**WHAT YOU NEED TO DO:**
Rescale the part that opens with the line containing "Practice. Place a point on every instance of the paved road" and closes with the last line below, writing out every line again, requests included. Multiply each point coordinate in the answers by 0.55 and round to whole numbers, with halves rounded up, but leave the requests and their format samples unchanged.

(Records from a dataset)
──────────────────────────────
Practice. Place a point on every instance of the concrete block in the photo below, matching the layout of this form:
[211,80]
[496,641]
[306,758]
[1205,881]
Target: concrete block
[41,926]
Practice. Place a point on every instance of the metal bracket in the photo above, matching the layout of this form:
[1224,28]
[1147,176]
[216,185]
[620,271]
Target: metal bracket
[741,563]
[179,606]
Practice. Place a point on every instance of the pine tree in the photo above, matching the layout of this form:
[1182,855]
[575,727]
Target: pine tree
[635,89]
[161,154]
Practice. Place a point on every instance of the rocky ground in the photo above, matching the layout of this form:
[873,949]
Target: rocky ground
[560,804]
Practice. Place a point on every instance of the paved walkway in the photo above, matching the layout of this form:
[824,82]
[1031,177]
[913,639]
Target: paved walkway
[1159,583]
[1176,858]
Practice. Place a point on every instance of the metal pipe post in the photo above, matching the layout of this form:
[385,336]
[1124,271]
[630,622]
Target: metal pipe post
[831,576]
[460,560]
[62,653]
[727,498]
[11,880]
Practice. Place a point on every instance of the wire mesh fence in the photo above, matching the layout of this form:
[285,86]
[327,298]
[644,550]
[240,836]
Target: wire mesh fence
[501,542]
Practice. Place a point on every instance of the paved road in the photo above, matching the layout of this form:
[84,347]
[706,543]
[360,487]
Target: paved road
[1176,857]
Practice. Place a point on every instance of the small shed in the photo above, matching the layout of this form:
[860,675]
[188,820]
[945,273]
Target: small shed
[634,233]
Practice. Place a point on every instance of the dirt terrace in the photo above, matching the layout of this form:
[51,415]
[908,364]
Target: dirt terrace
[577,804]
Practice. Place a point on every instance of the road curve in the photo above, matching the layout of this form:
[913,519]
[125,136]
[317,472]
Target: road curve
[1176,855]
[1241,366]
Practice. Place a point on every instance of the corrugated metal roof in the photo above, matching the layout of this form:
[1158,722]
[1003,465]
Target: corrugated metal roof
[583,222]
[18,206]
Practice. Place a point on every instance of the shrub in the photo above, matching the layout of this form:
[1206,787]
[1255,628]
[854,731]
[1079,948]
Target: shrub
──────────────────────────────
**COMPLETE RESPONSE:**
Practice. Place a point on every instance of the paved road in the photo above, matching the layout of this form:
[84,347]
[706,543]
[360,487]
Target: paved road
[647,471]
Practice. Place a point on every instance of the small shed in the photo above, matching the layout of this form:
[860,675]
[188,820]
[945,273]
Target: small shed
[349,128]
Practice. Place a point on every instance of the dirt terrace in the photo above, matching the layout of this form:
[51,415]
[908,364]
Target: dirt terrace
[317,442]
Practice. Place a point on every instance of the road curve in the photo above, matching the layout of this form:
[913,519]
[125,136]
[317,472]
Target: road curve
[647,470]
[683,201]
Practice. Place a point on every instance of the corrugated metal roof in the photo above, matching the layout of this form:
[1158,722]
[1003,465]
Target: corrugated metal roof
[321,122]
[10,113]
Practice. Place a point on every instance of the shrub in the photo above, matching the layout of this form:
[1206,787]
[1255,628]
[854,731]
[1079,948]
Target: shrub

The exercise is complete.